■ **Passage provided**
Modern Nutrition with Harvard Profesor Joyce Chaplin

Cereal fortified with B-12. Emergen-C with 170% of the daily intake for vitamin C. Vitamin-D pills. We have all seen these products lining the walls of grocery stores and the health isles in CVS. But which of these is necessary, which work, and do any cause harm? This is the question the Food Literacy Project sought out to discuss last week with a number of students and Professor Joyce Chaplin of the history course entitled American Food.

The discussion was one in a series entitled Harvard Talks Food, featuring various professors and experts on a variety of different subjects relating to food—a great way to take advantage of the many resources and depth of knowledge at Harvard. The subject for this one: modern nutrition.

We first learned by a short lecture from Professor Chaplin about historical circumstances under which each of the nutrition “building blocks” (e.g., proteins, carbohydrates, and later vitamins) was discovered. Before this, many people based nutritional recommendations on the body’s external characteristics (hot or cold, or even personality traits) or the changing seasons (for example, as in the Humor system).

Each new discovery brought new recommendations. Today, Professor Chaplin suggests, we have seen the reduction of nutrition to our current scientific knowledge—our body needs certain building blocks in certain amounts, and so we can simply extract these building blocks and take them by themselves. This is also known as the astronaut theory: the idea that one day we will no longer need to cook or eat, except a set of pills that provide all the nutrition we need.

[Data extracted from a collection]
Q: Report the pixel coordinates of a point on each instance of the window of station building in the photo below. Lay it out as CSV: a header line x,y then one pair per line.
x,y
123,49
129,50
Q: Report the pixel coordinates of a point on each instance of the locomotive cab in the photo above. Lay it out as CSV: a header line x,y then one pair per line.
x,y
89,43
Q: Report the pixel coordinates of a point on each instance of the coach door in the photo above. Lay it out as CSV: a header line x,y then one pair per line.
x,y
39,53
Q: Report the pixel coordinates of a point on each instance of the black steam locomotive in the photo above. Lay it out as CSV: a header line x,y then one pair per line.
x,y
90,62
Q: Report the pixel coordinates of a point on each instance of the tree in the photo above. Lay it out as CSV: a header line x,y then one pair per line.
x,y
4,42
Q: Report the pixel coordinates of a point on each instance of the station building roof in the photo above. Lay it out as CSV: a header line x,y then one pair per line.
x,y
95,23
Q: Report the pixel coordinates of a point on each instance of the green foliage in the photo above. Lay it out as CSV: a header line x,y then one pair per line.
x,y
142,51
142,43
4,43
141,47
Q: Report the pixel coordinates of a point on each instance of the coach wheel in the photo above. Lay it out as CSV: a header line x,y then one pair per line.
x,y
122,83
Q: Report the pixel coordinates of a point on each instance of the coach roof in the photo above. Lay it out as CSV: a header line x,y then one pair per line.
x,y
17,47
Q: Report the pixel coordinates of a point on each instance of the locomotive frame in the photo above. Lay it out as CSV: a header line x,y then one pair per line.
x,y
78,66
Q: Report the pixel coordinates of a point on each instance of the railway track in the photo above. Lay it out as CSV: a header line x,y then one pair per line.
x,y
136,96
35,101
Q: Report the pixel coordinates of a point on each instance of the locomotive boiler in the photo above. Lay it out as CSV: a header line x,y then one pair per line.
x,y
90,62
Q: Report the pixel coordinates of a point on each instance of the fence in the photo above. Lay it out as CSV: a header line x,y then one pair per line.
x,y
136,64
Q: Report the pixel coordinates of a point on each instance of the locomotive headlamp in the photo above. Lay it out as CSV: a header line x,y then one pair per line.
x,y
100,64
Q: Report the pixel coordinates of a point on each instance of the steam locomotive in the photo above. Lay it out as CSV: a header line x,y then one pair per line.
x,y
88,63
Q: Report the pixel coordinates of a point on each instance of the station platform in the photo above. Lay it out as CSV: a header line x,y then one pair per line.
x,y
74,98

■ **What is expected**
Extend the account of the Harvard Talks Food discussion on modern nutrition, picking up right after its final sentence.

■ **Solved exercise**
Happy to say, this hasn’t become the case yet, if only because of the joy found in cooking and the excitement in tasting and smelling new dishes. In fact, some evidence is now suggesting the scientific reduction is too simple. One study Professor Chaplin mentioned studied two types of subjects, those who took vitamins and those who did not, and those who took vitamins died earlier than those who did not.

There are a number of potential reasons for this. First, we may need the fiber and make-up of whole foods to absorb vitamins and minerals and so forth at the right moment throughout the digestion process. Also, some vitamins, minerals, or other supplements when taken in excess can be toxic—some we may not even know about. Some people may even eat less healthy, thinking supplements can be filler for real food.

Does this mean we should be wary of taking any supplements at not? I don’t think so—at least, we know certain vitamins such as Vitamin D may be helpful for those living in sunless areas and is only toxic in very high doses. It’s important to remember, however, that such things should be taken as supplements, and not a replacement for a wholesome diet where we can and should achieve to get our nutrients from.